EXERCISE DIRECTIONS
Nothing but a number should be given: how many lines of the records include "green"?

Records from a data source
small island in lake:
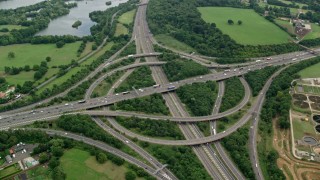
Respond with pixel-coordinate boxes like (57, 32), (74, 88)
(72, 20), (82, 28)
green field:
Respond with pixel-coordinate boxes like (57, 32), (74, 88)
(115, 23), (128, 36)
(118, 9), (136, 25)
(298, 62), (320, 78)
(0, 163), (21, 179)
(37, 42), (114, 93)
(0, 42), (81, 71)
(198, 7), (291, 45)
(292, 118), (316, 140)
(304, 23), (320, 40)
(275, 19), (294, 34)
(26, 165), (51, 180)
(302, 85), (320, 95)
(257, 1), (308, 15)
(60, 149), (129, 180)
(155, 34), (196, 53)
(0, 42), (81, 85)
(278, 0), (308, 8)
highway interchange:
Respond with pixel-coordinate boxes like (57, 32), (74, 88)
* * *
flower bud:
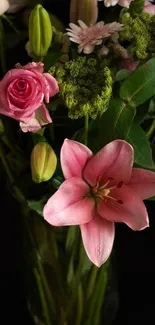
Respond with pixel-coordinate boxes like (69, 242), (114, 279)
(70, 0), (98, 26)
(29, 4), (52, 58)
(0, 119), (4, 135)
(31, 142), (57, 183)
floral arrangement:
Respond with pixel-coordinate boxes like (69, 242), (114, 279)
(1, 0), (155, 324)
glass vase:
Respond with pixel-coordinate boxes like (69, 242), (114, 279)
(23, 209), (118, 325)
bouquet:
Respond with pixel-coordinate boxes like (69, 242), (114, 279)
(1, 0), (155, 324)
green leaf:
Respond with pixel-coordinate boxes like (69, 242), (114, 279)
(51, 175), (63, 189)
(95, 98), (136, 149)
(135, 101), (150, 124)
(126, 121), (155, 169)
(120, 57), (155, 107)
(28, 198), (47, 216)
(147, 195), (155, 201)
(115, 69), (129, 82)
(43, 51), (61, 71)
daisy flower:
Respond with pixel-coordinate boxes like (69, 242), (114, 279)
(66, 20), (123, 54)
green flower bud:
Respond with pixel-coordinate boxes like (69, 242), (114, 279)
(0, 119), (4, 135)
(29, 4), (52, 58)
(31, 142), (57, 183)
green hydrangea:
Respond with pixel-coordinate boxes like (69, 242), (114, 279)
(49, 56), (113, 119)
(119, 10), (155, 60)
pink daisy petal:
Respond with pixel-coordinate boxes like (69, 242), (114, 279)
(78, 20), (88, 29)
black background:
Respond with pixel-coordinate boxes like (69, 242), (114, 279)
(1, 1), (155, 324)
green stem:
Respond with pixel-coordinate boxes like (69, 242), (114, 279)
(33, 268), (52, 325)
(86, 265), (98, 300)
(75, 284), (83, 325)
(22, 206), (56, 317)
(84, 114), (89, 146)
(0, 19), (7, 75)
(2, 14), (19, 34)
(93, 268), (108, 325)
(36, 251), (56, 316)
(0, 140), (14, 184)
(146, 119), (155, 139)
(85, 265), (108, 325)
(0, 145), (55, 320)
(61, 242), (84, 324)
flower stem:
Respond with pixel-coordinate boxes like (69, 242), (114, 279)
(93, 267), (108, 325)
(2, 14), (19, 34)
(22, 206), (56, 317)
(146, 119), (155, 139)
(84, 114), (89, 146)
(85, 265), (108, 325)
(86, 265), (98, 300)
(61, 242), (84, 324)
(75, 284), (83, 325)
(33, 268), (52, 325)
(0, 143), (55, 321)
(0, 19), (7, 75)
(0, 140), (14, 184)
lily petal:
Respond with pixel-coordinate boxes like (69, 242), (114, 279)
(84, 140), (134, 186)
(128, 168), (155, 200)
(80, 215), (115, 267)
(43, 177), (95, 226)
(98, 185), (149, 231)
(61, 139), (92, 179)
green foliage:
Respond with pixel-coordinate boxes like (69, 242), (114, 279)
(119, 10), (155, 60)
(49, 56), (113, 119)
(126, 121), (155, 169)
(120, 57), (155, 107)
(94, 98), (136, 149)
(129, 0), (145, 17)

COMPLETED TASK
6